§ Job:
Can you write out every row again, swapping "vertices" for "corner points" and leaving everything else unchanged?

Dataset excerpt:
□ □ □

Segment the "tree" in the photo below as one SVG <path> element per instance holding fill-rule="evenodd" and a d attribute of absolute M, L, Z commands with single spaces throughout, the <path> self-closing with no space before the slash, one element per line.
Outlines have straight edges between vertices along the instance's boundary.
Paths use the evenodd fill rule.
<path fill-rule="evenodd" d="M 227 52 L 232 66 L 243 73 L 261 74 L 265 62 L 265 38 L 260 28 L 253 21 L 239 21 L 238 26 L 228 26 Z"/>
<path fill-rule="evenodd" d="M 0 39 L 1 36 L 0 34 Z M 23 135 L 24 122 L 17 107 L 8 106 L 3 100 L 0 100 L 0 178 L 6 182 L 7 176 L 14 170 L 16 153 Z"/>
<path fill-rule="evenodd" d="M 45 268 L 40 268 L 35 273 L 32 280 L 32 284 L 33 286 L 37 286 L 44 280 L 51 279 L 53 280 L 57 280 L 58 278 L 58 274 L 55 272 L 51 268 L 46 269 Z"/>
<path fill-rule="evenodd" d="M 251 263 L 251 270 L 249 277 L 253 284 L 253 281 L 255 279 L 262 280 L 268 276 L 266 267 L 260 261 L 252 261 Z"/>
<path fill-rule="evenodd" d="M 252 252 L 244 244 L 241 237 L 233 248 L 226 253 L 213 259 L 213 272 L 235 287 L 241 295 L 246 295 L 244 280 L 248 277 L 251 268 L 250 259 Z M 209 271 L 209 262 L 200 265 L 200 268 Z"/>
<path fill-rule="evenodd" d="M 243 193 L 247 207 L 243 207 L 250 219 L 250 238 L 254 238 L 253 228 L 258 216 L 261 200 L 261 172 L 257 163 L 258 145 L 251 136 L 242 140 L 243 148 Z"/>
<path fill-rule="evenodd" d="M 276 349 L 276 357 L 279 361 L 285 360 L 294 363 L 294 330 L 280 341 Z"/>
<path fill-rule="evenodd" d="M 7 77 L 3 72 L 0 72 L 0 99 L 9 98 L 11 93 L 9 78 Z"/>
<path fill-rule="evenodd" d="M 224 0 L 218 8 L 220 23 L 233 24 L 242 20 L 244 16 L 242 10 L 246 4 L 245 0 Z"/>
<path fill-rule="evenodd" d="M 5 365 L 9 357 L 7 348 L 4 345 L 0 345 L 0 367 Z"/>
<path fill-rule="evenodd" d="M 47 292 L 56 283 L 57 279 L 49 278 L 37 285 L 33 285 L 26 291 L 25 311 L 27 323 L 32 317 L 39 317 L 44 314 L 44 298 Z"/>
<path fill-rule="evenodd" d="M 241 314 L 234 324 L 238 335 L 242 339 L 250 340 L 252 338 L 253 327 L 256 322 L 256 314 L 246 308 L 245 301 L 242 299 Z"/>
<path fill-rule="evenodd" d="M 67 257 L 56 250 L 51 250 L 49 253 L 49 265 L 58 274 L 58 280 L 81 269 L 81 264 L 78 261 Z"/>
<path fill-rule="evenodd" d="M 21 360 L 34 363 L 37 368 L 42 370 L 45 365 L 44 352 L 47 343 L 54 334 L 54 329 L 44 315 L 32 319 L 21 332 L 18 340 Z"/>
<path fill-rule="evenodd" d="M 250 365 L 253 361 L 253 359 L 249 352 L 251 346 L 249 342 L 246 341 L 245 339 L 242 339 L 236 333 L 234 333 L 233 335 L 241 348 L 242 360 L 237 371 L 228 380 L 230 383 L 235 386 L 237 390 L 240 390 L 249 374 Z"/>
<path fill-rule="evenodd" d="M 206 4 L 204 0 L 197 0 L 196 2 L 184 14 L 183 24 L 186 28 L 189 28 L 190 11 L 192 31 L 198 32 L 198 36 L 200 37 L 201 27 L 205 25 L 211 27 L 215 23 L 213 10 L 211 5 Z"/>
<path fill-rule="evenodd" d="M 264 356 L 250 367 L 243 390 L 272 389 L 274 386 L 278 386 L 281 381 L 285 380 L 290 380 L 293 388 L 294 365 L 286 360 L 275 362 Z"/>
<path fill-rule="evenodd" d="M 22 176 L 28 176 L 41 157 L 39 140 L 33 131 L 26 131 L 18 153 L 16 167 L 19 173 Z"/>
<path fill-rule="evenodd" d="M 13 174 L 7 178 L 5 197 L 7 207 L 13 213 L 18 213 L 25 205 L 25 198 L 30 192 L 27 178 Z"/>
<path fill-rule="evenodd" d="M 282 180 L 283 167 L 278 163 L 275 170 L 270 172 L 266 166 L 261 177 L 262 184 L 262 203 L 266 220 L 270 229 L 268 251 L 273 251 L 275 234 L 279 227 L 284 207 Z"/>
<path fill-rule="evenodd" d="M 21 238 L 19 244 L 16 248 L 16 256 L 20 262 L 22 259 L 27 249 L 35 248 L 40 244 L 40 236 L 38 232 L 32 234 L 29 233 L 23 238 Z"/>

□ □ □

§ Full output:
Segment the "tree" in the photo below as one SVG <path> element per instance holding fill-rule="evenodd" and a d attribute of absolute M, L, Z commands with single spaces throughout, the <path> self-closing with no space before the slash, one element per line.
Outlines have straight edges between corner points along the instance's boundary.
Paths use the evenodd fill rule.
<path fill-rule="evenodd" d="M 227 52 L 232 66 L 243 73 L 261 74 L 265 62 L 265 38 L 260 28 L 253 21 L 239 21 L 238 26 L 228 26 Z"/>
<path fill-rule="evenodd" d="M 0 39 L 1 36 L 0 34 Z M 23 135 L 24 122 L 17 107 L 8 106 L 3 100 L 0 100 L 0 178 L 6 182 L 7 176 L 14 170 L 16 153 Z"/>
<path fill-rule="evenodd" d="M 45 268 L 40 268 L 35 273 L 32 280 L 32 284 L 33 286 L 37 286 L 44 280 L 51 279 L 53 280 L 57 280 L 58 278 L 58 274 L 55 272 L 51 268 L 46 269 Z"/>
<path fill-rule="evenodd" d="M 251 263 L 251 270 L 249 277 L 253 284 L 253 281 L 255 279 L 262 280 L 268 276 L 266 267 L 260 261 L 252 261 Z"/>
<path fill-rule="evenodd" d="M 252 252 L 244 244 L 241 237 L 233 248 L 226 253 L 213 259 L 213 272 L 235 287 L 241 295 L 246 295 L 244 280 L 248 277 L 251 268 L 250 259 Z M 209 271 L 209 262 L 200 265 L 200 268 Z"/>
<path fill-rule="evenodd" d="M 243 193 L 247 207 L 243 207 L 250 219 L 250 238 L 254 238 L 253 228 L 258 216 L 261 200 L 261 172 L 257 163 L 258 145 L 251 136 L 242 140 L 243 148 Z"/>
<path fill-rule="evenodd" d="M 276 349 L 276 357 L 279 361 L 285 360 L 294 363 L 294 330 L 280 341 Z"/>
<path fill-rule="evenodd" d="M 7 77 L 3 72 L 0 72 L 0 99 L 9 98 L 11 93 L 9 78 Z"/>
<path fill-rule="evenodd" d="M 224 0 L 218 8 L 220 23 L 233 24 L 242 20 L 244 16 L 242 10 L 246 4 L 245 0 Z"/>
<path fill-rule="evenodd" d="M 5 365 L 9 357 L 7 348 L 4 345 L 0 345 L 0 367 Z"/>
<path fill-rule="evenodd" d="M 47 292 L 56 283 L 57 279 L 49 278 L 37 285 L 33 285 L 26 291 L 25 311 L 27 323 L 32 317 L 39 317 L 44 314 L 44 298 Z"/>
<path fill-rule="evenodd" d="M 241 314 L 234 324 L 238 335 L 242 339 L 250 340 L 252 338 L 253 327 L 256 322 L 256 314 L 246 308 L 245 301 L 242 299 Z"/>
<path fill-rule="evenodd" d="M 67 257 L 56 250 L 51 250 L 49 253 L 49 265 L 58 274 L 58 280 L 81 269 L 81 264 L 78 261 Z"/>
<path fill-rule="evenodd" d="M 21 360 L 34 363 L 37 368 L 42 370 L 45 365 L 44 352 L 47 343 L 54 334 L 54 329 L 44 315 L 32 319 L 21 332 L 18 340 Z"/>
<path fill-rule="evenodd" d="M 250 365 L 253 361 L 253 359 L 249 352 L 251 346 L 249 342 L 246 341 L 245 339 L 242 339 L 236 333 L 234 333 L 233 335 L 241 348 L 242 360 L 237 371 L 228 380 L 230 383 L 235 386 L 237 390 L 240 390 L 249 374 Z"/>
<path fill-rule="evenodd" d="M 206 4 L 204 0 L 197 0 L 196 2 L 184 14 L 183 24 L 186 28 L 189 28 L 190 11 L 192 31 L 198 32 L 198 36 L 200 37 L 201 27 L 205 25 L 211 27 L 215 23 L 213 10 L 211 5 Z"/>
<path fill-rule="evenodd" d="M 264 356 L 250 367 L 243 390 L 272 389 L 274 386 L 278 386 L 281 381 L 285 380 L 290 380 L 293 388 L 294 365 L 286 360 L 275 362 Z"/>
<path fill-rule="evenodd" d="M 22 176 L 28 176 L 41 157 L 39 140 L 33 131 L 26 131 L 18 153 L 16 167 L 19 173 Z"/>
<path fill-rule="evenodd" d="M 13 174 L 7 178 L 5 197 L 7 207 L 13 213 L 18 213 L 25 205 L 25 198 L 30 192 L 27 178 Z"/>
<path fill-rule="evenodd" d="M 282 180 L 283 167 L 278 163 L 275 170 L 270 172 L 266 166 L 261 177 L 262 184 L 262 203 L 266 220 L 270 229 L 268 251 L 273 251 L 275 234 L 279 227 L 284 207 Z"/>
<path fill-rule="evenodd" d="M 21 238 L 19 244 L 16 248 L 16 256 L 20 262 L 22 259 L 27 249 L 35 248 L 40 244 L 40 236 L 38 232 L 32 234 L 29 233 L 23 238 Z"/>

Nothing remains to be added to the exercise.